PAGE EXTRACT:
* * *
Data Compression
Data Compression Overview
Data Compression shrinks down a file so that it takes up less
space. This is desirable for data storage and data communication.
Storage space on disks is expensive so a file which occupies
less disk space is "cheaper" than an uncompressed
file. Smaller files are also desirable for data communication,
because the smaller a file the faster it can be transferred.
A compressed file appears to increase the speed of data transfer
over an uncompressed file.
Data Compression Defined
All data is encoded. This means that the data is originally
a combination of elements, e, from some alphabet, A. This
combination of elements is a message, M. This message from
the alphabet, A, is encoded into the binary alphabet, B. The
string of bits, binary digits (0's and 1's), is the encoded
data. So essentially encoding is just tranferring a message,
M, from the alphabet A into the alphabet B. Here is an example:
The message is: a b c d
The encoded message is: 00 01 10 11
The above example just translates the elements a,b,c,d from
the english alphabet, A, into the binary alphabet, B. These
elements can also be decoded from the binary alphabet back
into the original message which was in the english alphabet.
Types of Data Compression
There are two main types of data compression: lossy and lossless.
Lossy data compression is named for what
it does. After one applies lossy data compression to a message,
the message can never be recovered exactly as it was before
it was compressed. When the compressed message is decoded
it does not give back the original message. Data has been
lost.
Because lossy compression can not be decoded
to yield the exact original message, it is not a good method
of compression for critical data, such as textual data. It
is most useful for Digitally Sampled Analog Data (DSAD). DSAD
consists mostly of sound, video, graphics, or picture files.
* * *
STORED DATA:
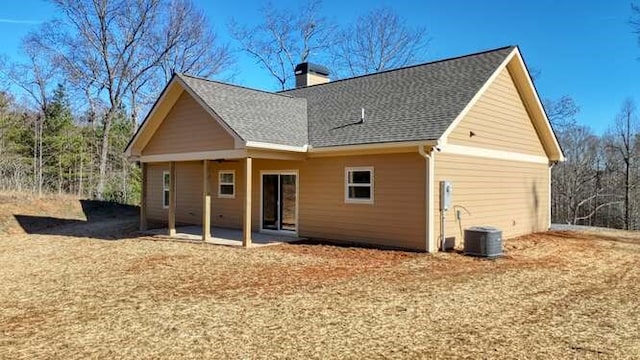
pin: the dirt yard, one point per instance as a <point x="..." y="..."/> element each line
<point x="82" y="289"/>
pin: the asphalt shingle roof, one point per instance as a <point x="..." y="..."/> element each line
<point x="255" y="115"/>
<point x="408" y="104"/>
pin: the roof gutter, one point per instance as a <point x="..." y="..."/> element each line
<point x="278" y="147"/>
<point x="385" y="145"/>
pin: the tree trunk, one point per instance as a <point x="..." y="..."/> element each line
<point x="40" y="158"/>
<point x="104" y="155"/>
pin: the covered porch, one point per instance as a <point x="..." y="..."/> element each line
<point x="244" y="216"/>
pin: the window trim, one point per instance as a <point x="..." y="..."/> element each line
<point x="166" y="188"/>
<point x="220" y="183"/>
<point x="349" y="200"/>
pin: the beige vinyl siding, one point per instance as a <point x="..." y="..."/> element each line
<point x="396" y="218"/>
<point x="189" y="192"/>
<point x="510" y="195"/>
<point x="227" y="212"/>
<point x="154" y="192"/>
<point x="499" y="120"/>
<point x="188" y="128"/>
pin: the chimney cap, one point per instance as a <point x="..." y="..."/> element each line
<point x="307" y="67"/>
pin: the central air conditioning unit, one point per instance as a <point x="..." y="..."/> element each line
<point x="483" y="241"/>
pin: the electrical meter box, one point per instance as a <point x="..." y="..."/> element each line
<point x="446" y="190"/>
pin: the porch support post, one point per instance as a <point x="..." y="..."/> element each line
<point x="246" y="238"/>
<point x="206" y="201"/>
<point x="143" y="198"/>
<point x="172" y="199"/>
* * *
Answer these questions from the data compression page:
(a) According to the page, why are smaller files desirable for data communication?
(b) In the example, what is the encoded form of the message "a b c d"?
(c) What kinds of files does DSAD mostly consist of?

(a) The smaller a file, the faster it can be transferred.
(b) 00 01 10 11
(c) Sound, video, graphics, or picture files.